====== DOCUMENT SEGMENT

NOT FOR RELEASE, PUBLICATION OR DISTRIBUTION, DIRECTLY OR INDIRECTLY, IN OR INTO THE UNITED STATES, AUSTRALIA, CANADA OR JAPAN

 

13 March 2013

 

Mytrah Energy Limited ("Mytrah Energy" or the "Company")

Operational Update

 

Highlights

 

- Conditional terms agreed to acquire 59.75 MW with expected completion in April 2013

- Total capacity fully installed and operational at the start of the 2013 wind season expected to be 370 MW versus the previously anticipated 334 MW

- Debt secured for 238.2 MW due for delivery in 2013

- Continued strong support from a diverse range of Indian senior debt providers including The State Bank of India

- Re-introduction of Generation Based Incentive announced by the Indian Government

- Change of financial year-end from March to December to reflect the Indian wind season

 

 

Conditional Acquisition:

 

Mytrah Energy has agreed conditional terms to acquire 59.75 MW of existing operational wind power assets in the Indian States of Tamil Nadu and Maharashtra. These assets, which have an average age of under 12 months, comprise turbines from Gamesa, ReGen and Enercon. The proposed acquisition is subject to receiving certain approvals, including a No Objection Certificate from their existing lenders, for the transfer of the senior debt for the assets to the Company, and the completion of ongoing due diligence. The Directors expect that the final acquisition terms will be in line with our existing internal IRR targets. Following completion of the proposed acquisition, expected to be during April 2013, the Company's total portfolio of operational assets is expected to be 370 MW.

 

The directors of Mytrah Energy ("Directors" or "Board") are very pleased with this proposed acquisition opportunity and believe it demonstrates the prominent position of the Company within the Indian renewables sector. The Board will update the market with further details in April following the completion of formal documentation.

============

◆ DIRECTIVES:
1 – According to the operational update, in which Indian states are the wind power assets that Mytrah Energy has agreed to acquire?
2 – Reproduce the operational update word for word, from "The directors of" up to and including "of formal documentation.".
3 – For each statement below, answer yes or no on whether it agrees with the operational update, and quote the words of the update that decide it.
(a) The wind power assets to be acquired have an average age of more than two years.
(b) The Company is moving its financial year-end from March to December.
(c) Debt has been secured for 370 MW due for delivery in 2013.

====== MATERIAL

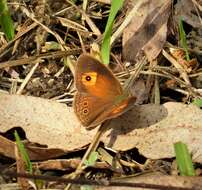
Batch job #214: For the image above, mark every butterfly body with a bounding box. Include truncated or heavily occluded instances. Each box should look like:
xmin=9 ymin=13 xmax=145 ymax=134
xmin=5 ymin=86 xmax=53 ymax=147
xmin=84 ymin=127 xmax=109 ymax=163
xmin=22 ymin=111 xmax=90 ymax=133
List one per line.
xmin=73 ymin=54 xmax=135 ymax=128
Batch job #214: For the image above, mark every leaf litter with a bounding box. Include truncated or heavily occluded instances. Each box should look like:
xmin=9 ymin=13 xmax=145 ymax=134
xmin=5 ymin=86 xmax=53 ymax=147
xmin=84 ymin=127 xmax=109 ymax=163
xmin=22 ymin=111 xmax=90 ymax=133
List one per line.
xmin=0 ymin=0 xmax=202 ymax=189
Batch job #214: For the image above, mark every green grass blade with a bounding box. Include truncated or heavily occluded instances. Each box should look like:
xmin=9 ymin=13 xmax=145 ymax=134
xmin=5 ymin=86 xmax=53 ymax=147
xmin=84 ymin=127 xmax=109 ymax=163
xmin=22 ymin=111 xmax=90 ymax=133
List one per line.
xmin=192 ymin=98 xmax=202 ymax=108
xmin=101 ymin=0 xmax=124 ymax=64
xmin=14 ymin=131 xmax=33 ymax=174
xmin=179 ymin=18 xmax=190 ymax=61
xmin=0 ymin=0 xmax=14 ymax=40
xmin=174 ymin=142 xmax=195 ymax=176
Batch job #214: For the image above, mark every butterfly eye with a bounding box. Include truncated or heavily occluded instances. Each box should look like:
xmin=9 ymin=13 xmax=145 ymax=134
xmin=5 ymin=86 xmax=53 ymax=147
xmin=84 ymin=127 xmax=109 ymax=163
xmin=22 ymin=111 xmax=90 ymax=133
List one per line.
xmin=81 ymin=72 xmax=97 ymax=86
xmin=86 ymin=76 xmax=91 ymax=81
xmin=83 ymin=108 xmax=88 ymax=115
xmin=83 ymin=101 xmax=88 ymax=107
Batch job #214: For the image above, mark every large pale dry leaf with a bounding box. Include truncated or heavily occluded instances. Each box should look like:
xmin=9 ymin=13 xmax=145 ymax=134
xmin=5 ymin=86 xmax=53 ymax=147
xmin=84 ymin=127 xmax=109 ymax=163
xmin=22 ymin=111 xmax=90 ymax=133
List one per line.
xmin=0 ymin=94 xmax=95 ymax=151
xmin=0 ymin=94 xmax=202 ymax=162
xmin=123 ymin=0 xmax=171 ymax=61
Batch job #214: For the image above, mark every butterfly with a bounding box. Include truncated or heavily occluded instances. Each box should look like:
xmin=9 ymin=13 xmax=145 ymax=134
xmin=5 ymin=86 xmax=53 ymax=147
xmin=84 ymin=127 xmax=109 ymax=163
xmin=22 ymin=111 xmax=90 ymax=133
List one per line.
xmin=73 ymin=54 xmax=136 ymax=129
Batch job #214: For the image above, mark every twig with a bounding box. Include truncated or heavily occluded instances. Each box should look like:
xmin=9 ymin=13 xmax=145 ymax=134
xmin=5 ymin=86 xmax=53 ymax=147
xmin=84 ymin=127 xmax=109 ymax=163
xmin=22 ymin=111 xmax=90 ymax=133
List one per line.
xmin=16 ymin=62 xmax=39 ymax=94
xmin=0 ymin=49 xmax=81 ymax=69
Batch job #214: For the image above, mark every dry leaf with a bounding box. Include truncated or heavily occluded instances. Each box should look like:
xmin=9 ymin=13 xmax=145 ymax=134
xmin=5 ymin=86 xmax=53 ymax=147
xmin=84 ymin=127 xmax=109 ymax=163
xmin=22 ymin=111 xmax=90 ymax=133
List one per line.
xmin=103 ymin=102 xmax=202 ymax=162
xmin=0 ymin=94 xmax=202 ymax=162
xmin=174 ymin=0 xmax=201 ymax=28
xmin=123 ymin=0 xmax=171 ymax=62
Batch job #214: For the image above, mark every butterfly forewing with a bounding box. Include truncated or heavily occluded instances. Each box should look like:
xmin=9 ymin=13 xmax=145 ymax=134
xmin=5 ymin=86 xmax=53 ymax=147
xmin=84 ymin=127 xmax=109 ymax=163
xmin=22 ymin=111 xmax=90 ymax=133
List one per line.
xmin=73 ymin=54 xmax=137 ymax=128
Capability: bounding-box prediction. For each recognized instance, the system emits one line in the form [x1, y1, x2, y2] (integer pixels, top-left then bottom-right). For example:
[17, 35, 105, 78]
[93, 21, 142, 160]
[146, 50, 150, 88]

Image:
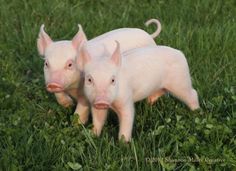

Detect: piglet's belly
[133, 87, 162, 102]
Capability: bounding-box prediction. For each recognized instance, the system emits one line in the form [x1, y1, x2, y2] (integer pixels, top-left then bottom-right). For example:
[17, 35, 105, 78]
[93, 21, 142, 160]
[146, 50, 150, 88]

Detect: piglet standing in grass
[78, 42, 199, 141]
[37, 19, 161, 124]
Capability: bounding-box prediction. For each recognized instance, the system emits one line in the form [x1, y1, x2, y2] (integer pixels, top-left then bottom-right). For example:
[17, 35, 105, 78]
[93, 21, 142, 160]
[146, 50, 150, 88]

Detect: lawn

============

◆ RESULTS BY TASK:
1 – Tamil Nadu and Maharashtra.

2 –
The directors of Mytrah Energy ("Directors" or "Board") are very pleased with this proposed acquisition opportunity and believe it demonstrates the prominent position of the Company within the Indian renewables sector. The Board will update the market with further details in April following the completion of formal documentation.

3 –
(a) No: "These assets, which have an average age of under 12 months"
(b) Yes: "Change of financial year-end from March to December to reflect the Indian wind season"
(c) No: "Debt secured for 238.2 MW due for delivery in 2013"